Dataset rows on where objects show up
====

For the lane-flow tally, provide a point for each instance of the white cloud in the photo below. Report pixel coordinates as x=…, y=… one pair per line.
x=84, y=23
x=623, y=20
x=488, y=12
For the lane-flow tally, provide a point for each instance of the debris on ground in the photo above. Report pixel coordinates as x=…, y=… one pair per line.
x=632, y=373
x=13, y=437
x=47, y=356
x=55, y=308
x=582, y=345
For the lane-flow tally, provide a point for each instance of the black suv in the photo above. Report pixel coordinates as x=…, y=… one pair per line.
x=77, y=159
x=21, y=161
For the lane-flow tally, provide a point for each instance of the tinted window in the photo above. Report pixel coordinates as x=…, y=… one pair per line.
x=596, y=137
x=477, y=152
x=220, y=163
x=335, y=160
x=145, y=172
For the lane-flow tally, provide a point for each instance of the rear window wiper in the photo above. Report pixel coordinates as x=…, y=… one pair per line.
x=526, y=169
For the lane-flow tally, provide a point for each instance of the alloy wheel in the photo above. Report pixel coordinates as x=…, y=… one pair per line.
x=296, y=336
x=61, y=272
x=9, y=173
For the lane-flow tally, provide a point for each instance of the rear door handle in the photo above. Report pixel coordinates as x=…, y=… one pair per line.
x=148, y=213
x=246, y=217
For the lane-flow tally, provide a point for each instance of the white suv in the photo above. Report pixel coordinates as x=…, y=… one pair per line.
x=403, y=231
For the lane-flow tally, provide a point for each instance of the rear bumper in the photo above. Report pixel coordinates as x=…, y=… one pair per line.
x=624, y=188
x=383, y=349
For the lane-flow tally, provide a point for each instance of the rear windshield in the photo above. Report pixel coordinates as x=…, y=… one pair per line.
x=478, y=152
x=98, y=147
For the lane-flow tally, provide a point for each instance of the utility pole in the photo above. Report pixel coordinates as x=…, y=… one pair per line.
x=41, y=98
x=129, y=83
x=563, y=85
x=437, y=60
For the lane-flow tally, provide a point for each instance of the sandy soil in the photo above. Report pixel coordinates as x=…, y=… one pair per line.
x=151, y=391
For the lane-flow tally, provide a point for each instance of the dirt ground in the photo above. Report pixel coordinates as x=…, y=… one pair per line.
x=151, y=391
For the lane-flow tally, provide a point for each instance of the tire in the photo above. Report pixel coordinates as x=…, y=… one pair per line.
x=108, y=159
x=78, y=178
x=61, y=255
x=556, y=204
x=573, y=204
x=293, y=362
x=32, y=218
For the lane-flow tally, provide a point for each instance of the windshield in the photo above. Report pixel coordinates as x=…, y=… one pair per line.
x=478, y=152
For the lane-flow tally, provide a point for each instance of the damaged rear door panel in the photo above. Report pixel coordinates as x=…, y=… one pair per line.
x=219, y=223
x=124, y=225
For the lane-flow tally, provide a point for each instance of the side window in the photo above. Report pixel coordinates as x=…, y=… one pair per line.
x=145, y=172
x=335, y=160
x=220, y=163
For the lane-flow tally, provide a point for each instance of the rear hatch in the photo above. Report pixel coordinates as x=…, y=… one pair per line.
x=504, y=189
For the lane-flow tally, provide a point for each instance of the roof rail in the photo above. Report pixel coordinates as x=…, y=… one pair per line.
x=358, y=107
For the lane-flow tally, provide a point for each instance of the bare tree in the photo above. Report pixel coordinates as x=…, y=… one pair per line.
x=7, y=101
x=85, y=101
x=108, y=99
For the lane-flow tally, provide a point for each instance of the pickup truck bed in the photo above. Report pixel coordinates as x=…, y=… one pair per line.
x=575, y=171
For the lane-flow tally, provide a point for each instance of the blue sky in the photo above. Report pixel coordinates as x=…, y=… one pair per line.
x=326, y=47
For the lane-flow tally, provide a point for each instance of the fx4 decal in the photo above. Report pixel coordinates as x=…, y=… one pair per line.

====

▸ Work instructions: Copy out the lines above word for word, starting at the line that contains "of the blue" and ending with the last of the rows.

▸ Response to the exercise:
For the lane-flow tally, provide a point for each instance of the blue sky in the photo above. Report pixel coordinates as x=…, y=… one pair per line.
x=326, y=47
For the lane-flow tally, provide a point for each instance of the fx4 decal in the photo above. Report pixel coordinates as x=…, y=… one pair per line.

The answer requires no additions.